▸ **AIM OF THE EXERCISE**: Find each line below that contains the string "opening" and copy those lines out.

(Point annotation dataset records)

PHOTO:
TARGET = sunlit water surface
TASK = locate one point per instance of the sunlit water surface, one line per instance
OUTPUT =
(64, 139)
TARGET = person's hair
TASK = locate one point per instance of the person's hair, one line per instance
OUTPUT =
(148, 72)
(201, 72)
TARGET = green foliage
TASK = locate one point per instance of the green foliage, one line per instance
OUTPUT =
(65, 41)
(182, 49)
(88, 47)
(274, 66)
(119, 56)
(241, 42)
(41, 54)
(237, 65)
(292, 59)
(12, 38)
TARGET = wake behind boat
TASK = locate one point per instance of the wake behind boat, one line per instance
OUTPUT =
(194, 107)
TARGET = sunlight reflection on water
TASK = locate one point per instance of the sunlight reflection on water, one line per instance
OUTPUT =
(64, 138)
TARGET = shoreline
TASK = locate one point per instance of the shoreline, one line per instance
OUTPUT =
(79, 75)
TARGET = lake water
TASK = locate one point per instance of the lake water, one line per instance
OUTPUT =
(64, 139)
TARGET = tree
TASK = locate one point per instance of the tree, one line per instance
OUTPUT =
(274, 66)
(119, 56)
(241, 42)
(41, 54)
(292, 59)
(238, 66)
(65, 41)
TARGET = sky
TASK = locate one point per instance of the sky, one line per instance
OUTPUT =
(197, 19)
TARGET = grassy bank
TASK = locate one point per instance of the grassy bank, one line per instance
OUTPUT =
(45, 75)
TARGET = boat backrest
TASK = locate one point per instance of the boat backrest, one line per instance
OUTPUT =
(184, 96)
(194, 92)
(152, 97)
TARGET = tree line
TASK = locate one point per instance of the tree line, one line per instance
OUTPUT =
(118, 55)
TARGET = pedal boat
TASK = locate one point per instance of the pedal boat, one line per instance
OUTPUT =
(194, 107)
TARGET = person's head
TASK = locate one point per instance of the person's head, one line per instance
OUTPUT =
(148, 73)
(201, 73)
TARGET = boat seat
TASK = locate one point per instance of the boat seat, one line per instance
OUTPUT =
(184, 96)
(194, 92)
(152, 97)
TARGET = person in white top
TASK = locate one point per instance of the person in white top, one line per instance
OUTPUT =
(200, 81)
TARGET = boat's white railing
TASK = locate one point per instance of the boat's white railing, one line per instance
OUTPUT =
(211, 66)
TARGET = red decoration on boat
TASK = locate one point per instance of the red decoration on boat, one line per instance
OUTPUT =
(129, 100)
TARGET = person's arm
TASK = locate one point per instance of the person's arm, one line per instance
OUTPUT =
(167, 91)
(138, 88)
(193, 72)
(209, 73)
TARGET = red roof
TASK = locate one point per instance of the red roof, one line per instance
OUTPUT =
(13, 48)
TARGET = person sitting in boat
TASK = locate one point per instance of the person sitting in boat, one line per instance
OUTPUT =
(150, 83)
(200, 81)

---

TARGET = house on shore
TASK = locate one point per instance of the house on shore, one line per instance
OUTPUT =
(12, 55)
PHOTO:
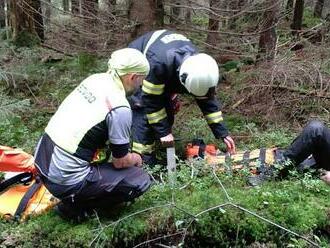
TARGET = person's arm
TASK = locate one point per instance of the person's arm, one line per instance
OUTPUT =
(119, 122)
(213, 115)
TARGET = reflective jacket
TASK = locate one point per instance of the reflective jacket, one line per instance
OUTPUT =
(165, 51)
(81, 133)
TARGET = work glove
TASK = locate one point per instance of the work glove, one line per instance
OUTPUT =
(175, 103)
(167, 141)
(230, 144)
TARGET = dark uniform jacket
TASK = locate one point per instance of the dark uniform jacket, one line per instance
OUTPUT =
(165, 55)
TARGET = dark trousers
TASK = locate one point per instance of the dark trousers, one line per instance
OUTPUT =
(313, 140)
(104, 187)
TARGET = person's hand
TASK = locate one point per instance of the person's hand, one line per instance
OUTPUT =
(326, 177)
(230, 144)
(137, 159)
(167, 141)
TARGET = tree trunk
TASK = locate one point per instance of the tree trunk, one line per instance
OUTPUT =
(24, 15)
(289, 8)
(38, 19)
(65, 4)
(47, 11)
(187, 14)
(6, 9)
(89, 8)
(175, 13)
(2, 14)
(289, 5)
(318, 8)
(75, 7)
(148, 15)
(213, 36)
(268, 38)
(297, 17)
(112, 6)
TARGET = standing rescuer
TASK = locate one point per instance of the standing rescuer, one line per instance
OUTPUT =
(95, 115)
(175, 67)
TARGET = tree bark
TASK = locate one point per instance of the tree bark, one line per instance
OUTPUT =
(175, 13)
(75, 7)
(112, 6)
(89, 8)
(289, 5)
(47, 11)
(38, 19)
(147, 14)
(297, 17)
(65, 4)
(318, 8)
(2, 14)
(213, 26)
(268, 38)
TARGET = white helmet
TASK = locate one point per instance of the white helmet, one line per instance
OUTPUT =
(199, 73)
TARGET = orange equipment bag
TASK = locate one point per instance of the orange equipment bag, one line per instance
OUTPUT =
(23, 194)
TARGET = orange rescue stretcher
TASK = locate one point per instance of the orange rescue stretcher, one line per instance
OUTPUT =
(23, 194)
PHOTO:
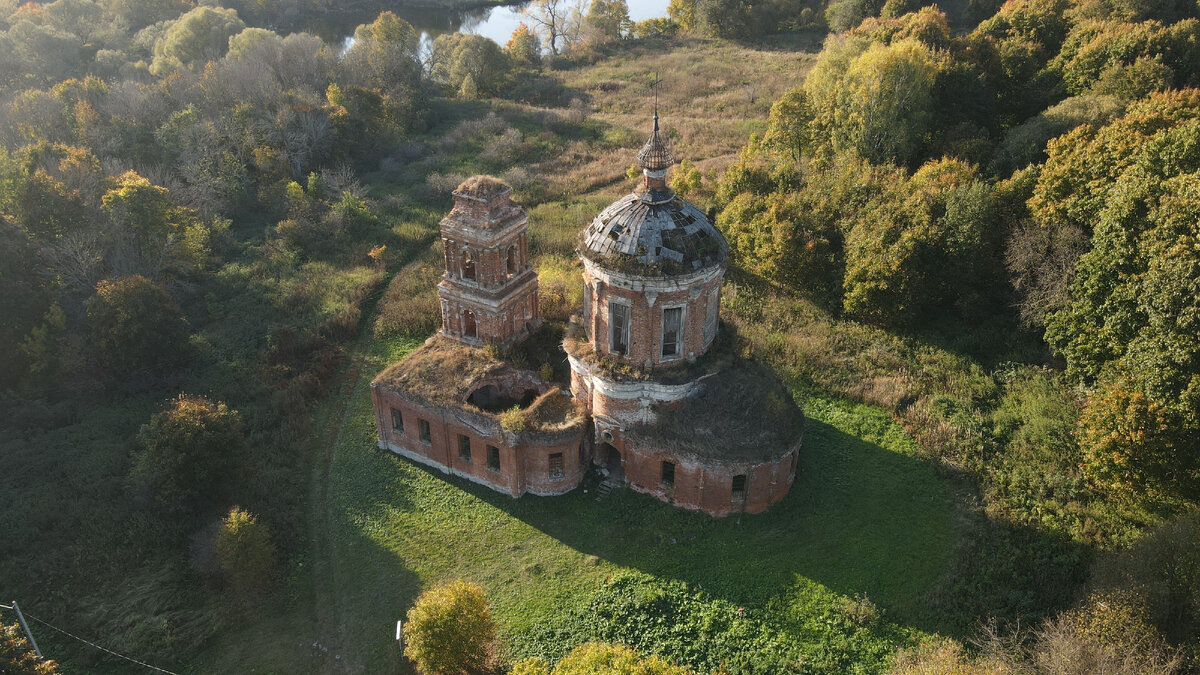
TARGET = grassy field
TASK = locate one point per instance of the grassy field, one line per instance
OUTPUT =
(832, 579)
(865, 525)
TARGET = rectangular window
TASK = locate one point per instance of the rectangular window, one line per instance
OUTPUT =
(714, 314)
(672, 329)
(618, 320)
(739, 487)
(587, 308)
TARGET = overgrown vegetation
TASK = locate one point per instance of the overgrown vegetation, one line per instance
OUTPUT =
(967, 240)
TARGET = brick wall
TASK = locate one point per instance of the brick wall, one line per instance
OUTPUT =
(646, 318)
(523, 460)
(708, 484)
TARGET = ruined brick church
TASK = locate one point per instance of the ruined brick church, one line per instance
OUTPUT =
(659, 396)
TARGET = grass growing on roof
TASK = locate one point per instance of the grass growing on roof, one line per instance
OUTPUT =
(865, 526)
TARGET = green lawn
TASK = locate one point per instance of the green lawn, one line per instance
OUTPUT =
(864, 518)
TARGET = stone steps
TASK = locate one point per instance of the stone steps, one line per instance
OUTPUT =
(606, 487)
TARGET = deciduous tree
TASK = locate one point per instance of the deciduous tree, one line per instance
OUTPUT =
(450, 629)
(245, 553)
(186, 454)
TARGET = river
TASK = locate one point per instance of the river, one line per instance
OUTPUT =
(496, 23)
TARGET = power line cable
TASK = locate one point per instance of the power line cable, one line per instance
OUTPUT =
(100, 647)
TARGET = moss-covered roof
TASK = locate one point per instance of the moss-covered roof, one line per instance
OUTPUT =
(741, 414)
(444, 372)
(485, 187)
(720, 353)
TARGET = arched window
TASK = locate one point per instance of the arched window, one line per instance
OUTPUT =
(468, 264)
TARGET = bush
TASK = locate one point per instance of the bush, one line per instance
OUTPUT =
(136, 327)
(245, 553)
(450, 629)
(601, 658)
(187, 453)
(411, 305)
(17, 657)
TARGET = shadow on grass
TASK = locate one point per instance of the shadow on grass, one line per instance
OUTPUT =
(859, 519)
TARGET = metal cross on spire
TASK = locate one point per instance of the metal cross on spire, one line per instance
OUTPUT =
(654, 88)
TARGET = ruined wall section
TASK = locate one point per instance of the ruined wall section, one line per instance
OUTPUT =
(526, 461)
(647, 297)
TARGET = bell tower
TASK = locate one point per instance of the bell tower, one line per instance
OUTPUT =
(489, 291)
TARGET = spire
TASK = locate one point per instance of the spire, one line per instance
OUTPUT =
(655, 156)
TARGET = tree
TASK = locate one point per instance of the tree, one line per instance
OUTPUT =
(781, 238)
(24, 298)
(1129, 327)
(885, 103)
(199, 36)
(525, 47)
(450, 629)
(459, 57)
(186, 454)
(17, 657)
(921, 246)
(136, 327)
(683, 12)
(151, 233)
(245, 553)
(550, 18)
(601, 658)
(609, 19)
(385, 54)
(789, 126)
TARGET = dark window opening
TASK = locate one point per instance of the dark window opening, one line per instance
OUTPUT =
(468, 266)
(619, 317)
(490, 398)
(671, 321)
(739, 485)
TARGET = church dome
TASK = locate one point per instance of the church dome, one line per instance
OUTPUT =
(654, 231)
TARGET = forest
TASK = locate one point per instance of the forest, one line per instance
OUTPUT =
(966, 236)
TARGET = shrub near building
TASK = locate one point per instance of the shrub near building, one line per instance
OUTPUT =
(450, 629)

▸ **FULL ANSWER**:
TARGET = dark window opening
TASK = locate one point per instance of the dark window opening, one line per instance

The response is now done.